Available records:

- Opening Delimiter -

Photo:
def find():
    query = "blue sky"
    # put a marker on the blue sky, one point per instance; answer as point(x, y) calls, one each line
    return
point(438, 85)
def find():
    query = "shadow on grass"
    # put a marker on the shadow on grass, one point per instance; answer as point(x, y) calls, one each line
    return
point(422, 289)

- Closing Delimiter -

Task instructions: From the entries above, extract each line containing "marker".

Answer for the task:
    # put a marker on the blue sky, one point per instance; answer as point(x, y) calls, one each line
    # put a marker on the shadow on grass, one point per instance; answer as point(x, y) calls, one each line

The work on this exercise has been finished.